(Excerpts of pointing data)
□ □ □ □ □
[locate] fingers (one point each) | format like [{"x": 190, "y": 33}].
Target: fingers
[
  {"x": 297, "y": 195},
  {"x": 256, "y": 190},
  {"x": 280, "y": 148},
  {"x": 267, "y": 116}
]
□ □ □ □ □
• WRITTEN TASK: Generate an exact reproduction of all entries.

• RESPONSE BELOW:
[locate] fingers (one point each) | format like [{"x": 190, "y": 33}].
Target: fingers
[
  {"x": 297, "y": 195},
  {"x": 256, "y": 190},
  {"x": 280, "y": 148},
  {"x": 267, "y": 116}
]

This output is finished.